| WHAT TO DO |
Give the entries again, precisely as they were written.

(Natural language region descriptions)
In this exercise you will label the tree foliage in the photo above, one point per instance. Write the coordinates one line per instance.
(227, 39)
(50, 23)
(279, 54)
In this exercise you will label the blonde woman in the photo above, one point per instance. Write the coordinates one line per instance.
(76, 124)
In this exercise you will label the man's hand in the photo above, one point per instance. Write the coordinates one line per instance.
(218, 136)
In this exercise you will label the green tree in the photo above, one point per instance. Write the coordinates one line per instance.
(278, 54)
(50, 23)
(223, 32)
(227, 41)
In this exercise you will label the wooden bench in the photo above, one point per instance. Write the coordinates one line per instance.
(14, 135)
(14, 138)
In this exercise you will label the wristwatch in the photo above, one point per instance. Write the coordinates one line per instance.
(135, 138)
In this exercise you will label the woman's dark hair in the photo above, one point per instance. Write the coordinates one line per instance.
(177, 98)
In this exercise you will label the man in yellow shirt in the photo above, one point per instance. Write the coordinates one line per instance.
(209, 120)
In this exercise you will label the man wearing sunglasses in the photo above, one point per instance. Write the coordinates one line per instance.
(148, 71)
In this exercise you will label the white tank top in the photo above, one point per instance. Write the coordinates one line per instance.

| EXERCISE RESULT |
In this exercise you will label the tree foliage in the photo above, one point per instance. Write the coordinates one line per instance.
(227, 39)
(50, 23)
(279, 54)
In this exercise you will label the blonde woman in the photo above, one point per instance. Write the coordinates one line per instance.
(76, 124)
In this exercise you will label the man's hand in the photo above, one point per instance. Write the coordinates one line per instance.
(218, 136)
In this exercise you will label the green tree in the photo above, one point per instance. Write the coordinates one line per instance.
(278, 54)
(50, 23)
(223, 32)
(227, 41)
In this exercise you will label the wooden bench in the photo above, one point per instance. Write the coordinates one line per instance.
(14, 135)
(14, 138)
In this exercise you will label the wristwatch in the photo above, one point per instance. Write the coordinates one line per instance.
(135, 138)
In this exercise you will label the woman's dark hair in the photo above, one point per instance. Write the coordinates one line per instance.
(177, 98)
In this exercise you will label the man in yellow shirt in the photo above, one point per instance. Write the coordinates one line per instance.
(209, 120)
In this exercise you will label the man wearing sunglasses in the photo above, one point per instance. Write the coordinates one line per instance.
(148, 71)
In this exercise you will label the white tank top in the photo above, one point per instance. Write the coordinates one line per instance.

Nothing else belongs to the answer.